* Text excerpt:
-----

Theodor de Bry

Theodorus de Bry (1528 – 27 March 1598) was an engraver, goldsmith and editor who traveled around Europe, starting from the city of Liège (where he was born and grew up), then to Strasbourg, Antwerp, London and Frankfurt, where he settled.

Theodorus de Bry created a large number of engraved illustrations for his books. Most of his books were based on first-hand observations by explorers, even if De Bry himself, acting as a recorder of information, never visited the Americas. To modern eyes, many of the illustrations seem formal but detailed.

Life

Theodorus de Bry was born in 1528 in Liege, east of today’s (2008) Belgium, to a family who had escaped the destruction of the city of Dinant in 1466 by the Duke of Burgundy, Philip the Good and his son Charles the Bold. As a man he trained under his grandfather, Thiry de Bry senior (? – 1528), and under his father, Thiry de Bry junior (1495–1590), who were jewelers and engravers, engraving copper plates. The art of copper plate engraving was the technology of that time required for printing images and drawings as part of books. In 1524, Thiry de Bry junior married Catherine le Blavier, daughter of Conrad le Blavier de Jemeppe. Their son, Theodorus de Bry, also became a jeweler, engraver and book editor and publisher, famous most notably for his depictions of early European expeditions to the Americas.

Around 1570, Theodorus de Bry, a protestant, fled religious persecution south to Strasbourg, along the west bank of the Rhine. In 1577, he moved to Antwerp in the Duchy of Brabant, which was part of the Spanish Netherlands or Southern Netherlands and Low Countries of that time (16th Century), where he further developed and used his skills as a copper engraver. Between 1585 and 1588 he lived in London, where he met the geographer Richard Hakluyt and began to collect stories and illustrations of various European explorations, most notably from Jacques Le Moyne de Morgues.

-----

* A run of records:
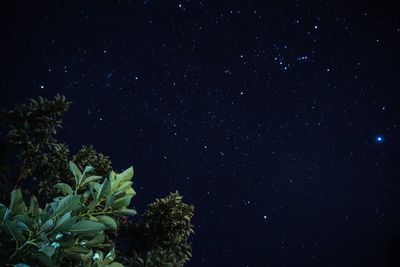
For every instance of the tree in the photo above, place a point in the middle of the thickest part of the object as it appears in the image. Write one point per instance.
(76, 208)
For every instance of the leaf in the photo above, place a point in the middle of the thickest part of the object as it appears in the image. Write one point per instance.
(87, 226)
(68, 203)
(11, 228)
(109, 200)
(64, 188)
(3, 212)
(125, 175)
(97, 240)
(33, 207)
(103, 189)
(88, 169)
(122, 202)
(108, 222)
(76, 172)
(47, 225)
(17, 204)
(46, 249)
(25, 219)
(125, 211)
(91, 179)
(65, 223)
(43, 258)
(114, 264)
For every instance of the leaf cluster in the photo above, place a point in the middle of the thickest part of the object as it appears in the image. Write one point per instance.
(161, 238)
(72, 230)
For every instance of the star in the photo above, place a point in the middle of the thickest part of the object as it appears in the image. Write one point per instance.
(379, 139)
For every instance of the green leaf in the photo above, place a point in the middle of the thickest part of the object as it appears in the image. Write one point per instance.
(76, 172)
(96, 241)
(103, 189)
(125, 175)
(109, 222)
(91, 179)
(46, 249)
(87, 226)
(68, 203)
(122, 202)
(88, 169)
(17, 204)
(43, 258)
(3, 212)
(114, 264)
(109, 200)
(65, 223)
(34, 209)
(64, 188)
(11, 228)
(25, 219)
(47, 225)
(125, 211)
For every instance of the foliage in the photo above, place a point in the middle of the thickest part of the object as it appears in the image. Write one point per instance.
(31, 136)
(73, 229)
(85, 203)
(29, 148)
(161, 238)
(87, 155)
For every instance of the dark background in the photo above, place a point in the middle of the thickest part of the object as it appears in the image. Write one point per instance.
(265, 115)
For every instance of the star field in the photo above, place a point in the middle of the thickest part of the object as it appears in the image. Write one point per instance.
(278, 121)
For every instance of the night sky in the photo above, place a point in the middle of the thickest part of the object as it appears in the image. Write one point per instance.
(278, 120)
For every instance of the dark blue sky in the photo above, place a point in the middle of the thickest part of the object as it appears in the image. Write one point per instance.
(263, 114)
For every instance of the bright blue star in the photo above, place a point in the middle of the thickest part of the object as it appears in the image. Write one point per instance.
(379, 139)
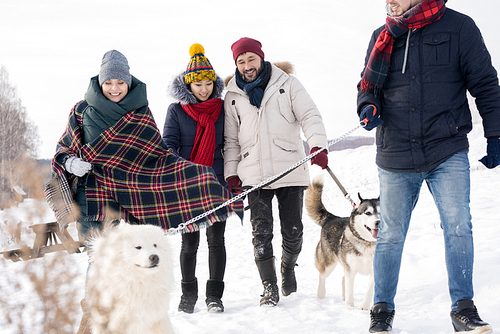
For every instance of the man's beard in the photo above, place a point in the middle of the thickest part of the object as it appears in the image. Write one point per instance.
(257, 74)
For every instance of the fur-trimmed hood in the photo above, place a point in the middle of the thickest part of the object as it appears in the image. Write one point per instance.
(285, 66)
(181, 92)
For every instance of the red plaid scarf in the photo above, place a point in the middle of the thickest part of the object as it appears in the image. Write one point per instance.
(205, 114)
(377, 68)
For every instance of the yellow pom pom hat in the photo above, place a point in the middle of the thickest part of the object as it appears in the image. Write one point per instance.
(199, 67)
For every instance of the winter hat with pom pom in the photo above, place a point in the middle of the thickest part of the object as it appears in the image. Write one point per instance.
(199, 67)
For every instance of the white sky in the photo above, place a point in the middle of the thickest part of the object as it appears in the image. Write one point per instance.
(51, 48)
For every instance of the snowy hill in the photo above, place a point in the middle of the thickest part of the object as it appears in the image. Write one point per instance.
(422, 303)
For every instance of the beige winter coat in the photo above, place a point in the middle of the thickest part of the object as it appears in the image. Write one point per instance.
(260, 143)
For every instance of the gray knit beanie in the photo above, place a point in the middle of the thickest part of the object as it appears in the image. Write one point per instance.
(114, 65)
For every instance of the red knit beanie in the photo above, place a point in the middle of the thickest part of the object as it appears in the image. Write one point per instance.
(246, 44)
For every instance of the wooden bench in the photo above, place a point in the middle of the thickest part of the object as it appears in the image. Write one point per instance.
(48, 238)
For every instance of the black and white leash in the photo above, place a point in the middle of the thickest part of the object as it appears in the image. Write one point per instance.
(182, 226)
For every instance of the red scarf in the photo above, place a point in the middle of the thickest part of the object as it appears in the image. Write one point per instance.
(205, 114)
(377, 68)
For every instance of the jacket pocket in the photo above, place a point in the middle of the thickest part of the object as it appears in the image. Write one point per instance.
(285, 106)
(285, 146)
(436, 49)
(398, 53)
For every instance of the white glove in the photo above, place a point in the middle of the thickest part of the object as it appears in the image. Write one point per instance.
(77, 166)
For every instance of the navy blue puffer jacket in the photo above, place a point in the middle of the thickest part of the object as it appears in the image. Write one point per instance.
(179, 130)
(425, 110)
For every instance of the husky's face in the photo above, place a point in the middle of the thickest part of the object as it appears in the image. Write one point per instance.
(367, 218)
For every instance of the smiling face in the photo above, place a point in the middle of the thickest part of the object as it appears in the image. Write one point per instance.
(202, 89)
(249, 65)
(114, 90)
(399, 7)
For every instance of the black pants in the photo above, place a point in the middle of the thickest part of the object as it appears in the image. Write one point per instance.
(290, 203)
(216, 252)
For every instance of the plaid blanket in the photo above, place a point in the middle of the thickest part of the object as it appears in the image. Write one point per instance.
(134, 174)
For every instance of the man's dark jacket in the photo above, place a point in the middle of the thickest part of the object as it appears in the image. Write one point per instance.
(425, 110)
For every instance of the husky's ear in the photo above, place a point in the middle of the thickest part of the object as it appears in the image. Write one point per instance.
(359, 200)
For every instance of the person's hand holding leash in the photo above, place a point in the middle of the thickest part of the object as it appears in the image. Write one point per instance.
(369, 117)
(492, 157)
(234, 183)
(320, 159)
(77, 166)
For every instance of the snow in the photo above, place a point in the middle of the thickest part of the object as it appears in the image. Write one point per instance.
(51, 57)
(422, 302)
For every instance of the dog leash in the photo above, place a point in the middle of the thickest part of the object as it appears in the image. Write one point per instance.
(342, 189)
(182, 226)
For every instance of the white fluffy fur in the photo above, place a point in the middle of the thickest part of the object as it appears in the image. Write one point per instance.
(126, 291)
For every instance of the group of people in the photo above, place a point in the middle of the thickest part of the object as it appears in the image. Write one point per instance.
(113, 162)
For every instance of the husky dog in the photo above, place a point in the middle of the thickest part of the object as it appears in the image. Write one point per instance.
(349, 241)
(129, 280)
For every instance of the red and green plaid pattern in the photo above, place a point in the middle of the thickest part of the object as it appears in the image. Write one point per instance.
(377, 68)
(134, 173)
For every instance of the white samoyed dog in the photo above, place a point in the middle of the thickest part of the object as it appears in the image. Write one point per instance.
(129, 280)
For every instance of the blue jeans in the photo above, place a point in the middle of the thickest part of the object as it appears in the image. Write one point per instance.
(449, 184)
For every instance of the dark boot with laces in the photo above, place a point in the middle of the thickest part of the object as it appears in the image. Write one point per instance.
(381, 319)
(467, 320)
(288, 280)
(267, 271)
(189, 296)
(270, 296)
(214, 290)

-----

* Challenge 1: From the biography of Theodor de Bry, please extract word for word the passage that opens with "Theodorus de Bry was" and closes with "to the Americas.".
* Challenge 2: Sum up the Theodor de Bry biography in two sentences.
* Challenge 3: Carry on the biography of Theodor de Bry from its last sentence.

* Task answer 1:
Theodorus de Bry was born in 1528 in Liege, east of today’s (2008) Belgium, to a family who had escaped the destruction of the city of Dinant in 1466 by the Duke of Burgundy, Philip the Good and his son Charles the Bold. As a man he trained under his grandfather, Thiry de Bry senior (? – 1528), and under his father, Thiry de Bry junior (1495–1590), who were jewelers and engravers, engraving copper plates. The art of copper plate engraving was the technology of that time required for printing images and drawings as part of books. In 1524, Thiry de Bry junior married Catherine le Blavier, daughter of Conrad le Blavier de Jemeppe. Their son, Theodorus de Bry, also became a jeweler, engraver and book editor and publisher, famous most notably for his depictions of early European expeditions to the Americas.

* Task answer 2: Theodorus de Bry (1528–1598) was an engraver, goldsmith and editor born in Liège who moved through Strasbourg, Antwerp and London before settling in Frankfurt. Trained in copper engraving by his grandfather and father, he became famous for illustrated books depicting early European expeditions to the Americas, though he never visited the Americas himself.

* Task answer 3:
In 1588, Theodorus and his family moved permanently to Frankfurt-am-Main, where he became citizen and began to plan his first publications. The most famous one is known as Les Grands Voyages, i.e., “The Great Travels”, or “The Discovery of America”. He also published the largely identical “India Orientalis-series”, as well as many other illustrated works on a wide range of subjects. His books were published in Latin, and were also translated into German, English and French to reach a wider reading public.

In 1590 Theodorus de Bry and his sons published a new, illustrated edition of Thomas Harriot’s A Briefe and True Report of the New Found Land of Virginia about the first English settlements in North America (in modern-day North Carolina). His illustrations were based on the watercolor paintings of colonist John White.[2] The book sold well and the next year de Bry published a new one about the first French attempts to colonize Florida. It had accounts of Jean Ribault and René de Laudonnière about the attempt to found the French colony of Fort Caroline and 43 illustrations based on paintings of Jacques Le Moyne de Morgues, one of the few survivors of Fort Caroline. Jacques de Moyne had planned to publish his account of his expeditions but died 1587. According to de Bry’s account, he had bought de Moyne’s paintings from his widow in London and used them as a basis for the engravings.

He and his son John-Theodore (1560–1623) made adjustments to both the texts and the illustrations of the original accounts, on the one hand in function of his own understanding of Le Moyne’s paintings, and, most importantly, to please potential buyers. The Latin and German editions varied markedly, in accordance with the differences in estimated readership. Amerindians look like Mediterranean Europeans and illustrations mix different tribal customs and artifacts. In addition to day-to-day life of the American natives, Theodore de Bry even included a few depictions of cannibalism. All in all, the vast amount of these illustrations and texts influenced the European perception of the New World, Africa, and Asia.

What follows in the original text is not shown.